→ **Document text**
*-*-*
Harold L. Ickes (1874-1952) was Secretary of the Interior throughout the Roosevelt years. He became involved in the Japanese-American matter because the agency set up to manage the internment camps, the War Relocation Authority, came under the Department of the Interior. Ickes was always troubled about the internment and pressed FDR to end it at the earliest possible date. See The Secret Diary of Harold L. Ickes (1953-54).

 

OUTSIDERS

Walter Lippmann (1889-1974) was one of the most influential political philosophers of 20th-century America. A brilliant writer, he created the modern role of the newspaper columnist who comments on national and international affairs. While just in his 20s, Lippmann emerged as a leading progressive intellectual who wrote one of the key texts of the progressive movement in Drift and Mastery (1914), co-founded the New Republic magazine (1915), advised President Woodrow Wilson during World War I, and drafted Wilson’s historic Fourteen Points speech (1918). In the 1920s Lippmann grew more doubtful about the capacity of the mass public for intelligent self-government (Public Opinion, 1922). From 1931 until 1962 he wrote the syndicated column “Today and Tomorrow” for the New York Herald Tribune. After World War II Lippmann coined or at least popularized the term “the Cold War” and opposed McCarthyism and the Korean and Vietnam Wars. There has been a recent revival of interest in Lippmann because intellectuals assume that were he around today, he would oppose the US intervention in Iraq. Biography: Ronald Steel, Walter Lippmann and the American Century (1980).
*-*-*
[Coordinate labeling data]
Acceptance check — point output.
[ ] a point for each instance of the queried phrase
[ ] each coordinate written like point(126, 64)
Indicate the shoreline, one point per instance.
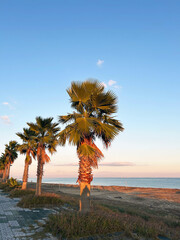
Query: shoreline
point(115, 193)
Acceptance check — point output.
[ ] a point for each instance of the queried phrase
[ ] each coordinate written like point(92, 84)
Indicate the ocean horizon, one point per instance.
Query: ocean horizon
point(127, 182)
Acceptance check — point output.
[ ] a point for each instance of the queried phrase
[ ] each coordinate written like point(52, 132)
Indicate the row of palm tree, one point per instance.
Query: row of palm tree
point(92, 118)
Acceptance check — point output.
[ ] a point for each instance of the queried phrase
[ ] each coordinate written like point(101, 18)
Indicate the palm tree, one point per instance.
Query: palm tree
point(28, 147)
point(46, 138)
point(11, 155)
point(3, 168)
point(91, 119)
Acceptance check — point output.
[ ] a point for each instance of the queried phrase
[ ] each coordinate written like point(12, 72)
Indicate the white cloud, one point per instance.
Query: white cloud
point(100, 62)
point(104, 84)
point(110, 164)
point(5, 119)
point(111, 82)
point(5, 103)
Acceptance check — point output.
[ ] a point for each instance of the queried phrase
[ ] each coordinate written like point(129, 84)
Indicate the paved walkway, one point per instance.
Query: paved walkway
point(21, 223)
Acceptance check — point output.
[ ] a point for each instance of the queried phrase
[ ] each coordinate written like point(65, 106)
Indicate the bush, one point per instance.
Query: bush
point(69, 225)
point(45, 200)
point(21, 193)
point(13, 183)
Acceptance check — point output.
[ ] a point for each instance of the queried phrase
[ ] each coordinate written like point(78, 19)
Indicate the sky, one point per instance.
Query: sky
point(131, 46)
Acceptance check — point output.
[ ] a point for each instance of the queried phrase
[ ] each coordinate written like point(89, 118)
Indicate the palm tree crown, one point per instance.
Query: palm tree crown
point(91, 119)
point(28, 146)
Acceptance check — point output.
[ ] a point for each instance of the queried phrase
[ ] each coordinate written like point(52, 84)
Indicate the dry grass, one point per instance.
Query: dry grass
point(103, 220)
point(45, 200)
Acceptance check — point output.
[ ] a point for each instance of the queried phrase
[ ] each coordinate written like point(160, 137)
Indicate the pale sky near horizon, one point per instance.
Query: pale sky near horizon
point(131, 46)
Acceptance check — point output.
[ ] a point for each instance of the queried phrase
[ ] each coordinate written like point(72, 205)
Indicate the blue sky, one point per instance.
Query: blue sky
point(44, 45)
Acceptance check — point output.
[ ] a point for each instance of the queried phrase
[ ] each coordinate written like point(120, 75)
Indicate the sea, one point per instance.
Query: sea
point(127, 182)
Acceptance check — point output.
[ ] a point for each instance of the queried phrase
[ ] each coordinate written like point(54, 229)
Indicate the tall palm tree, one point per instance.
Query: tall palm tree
point(11, 155)
point(91, 119)
point(28, 147)
point(3, 168)
point(46, 138)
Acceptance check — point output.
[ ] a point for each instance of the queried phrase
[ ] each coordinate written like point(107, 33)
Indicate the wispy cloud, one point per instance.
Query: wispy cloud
point(104, 84)
point(5, 119)
point(99, 62)
point(117, 164)
point(109, 164)
point(111, 82)
point(5, 103)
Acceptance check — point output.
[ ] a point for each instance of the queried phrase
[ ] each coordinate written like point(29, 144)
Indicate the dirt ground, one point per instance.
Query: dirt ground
point(166, 200)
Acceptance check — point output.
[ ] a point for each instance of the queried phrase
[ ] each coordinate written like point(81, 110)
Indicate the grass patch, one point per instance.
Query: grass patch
point(18, 193)
point(45, 200)
point(104, 221)
point(5, 187)
point(68, 225)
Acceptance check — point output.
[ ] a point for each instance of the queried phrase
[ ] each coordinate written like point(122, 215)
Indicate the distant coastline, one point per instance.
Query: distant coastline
point(173, 183)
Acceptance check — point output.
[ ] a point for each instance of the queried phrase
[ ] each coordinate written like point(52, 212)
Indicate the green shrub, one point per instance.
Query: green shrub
point(13, 183)
point(68, 225)
point(16, 193)
point(45, 200)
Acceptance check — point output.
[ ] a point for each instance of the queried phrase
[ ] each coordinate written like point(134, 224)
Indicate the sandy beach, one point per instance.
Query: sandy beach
point(166, 200)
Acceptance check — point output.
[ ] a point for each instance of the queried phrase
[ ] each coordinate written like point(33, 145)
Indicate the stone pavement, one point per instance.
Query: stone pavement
point(21, 223)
*-*-*
→ **What to do**
**a)** In the biographical notes, what syndicated column did Walter Lippmann write from 1931 until 1962?
**b)** Echo the biographical notes from "Harold L. Ickes (1874-1952)" to "L. Ickes (1953-54).".
This material comes from a separate source.

→ **In response**
**a)** "Today and Tomorrow," for the New York Herald Tribune.

**b)**
Harold L. Ickes (1874-1952) was Secretary of the Interior throughout the Roosevelt years. He became involved in the Japanese-American matter because the agency set up to manage the internment camps, the War Relocation Authority, came under the Department of the Interior. Ickes was always troubled about the internment and pressed FDR to end it at the earliest possible date. See The Secret Diary of Harold L. Ickes (1953-54).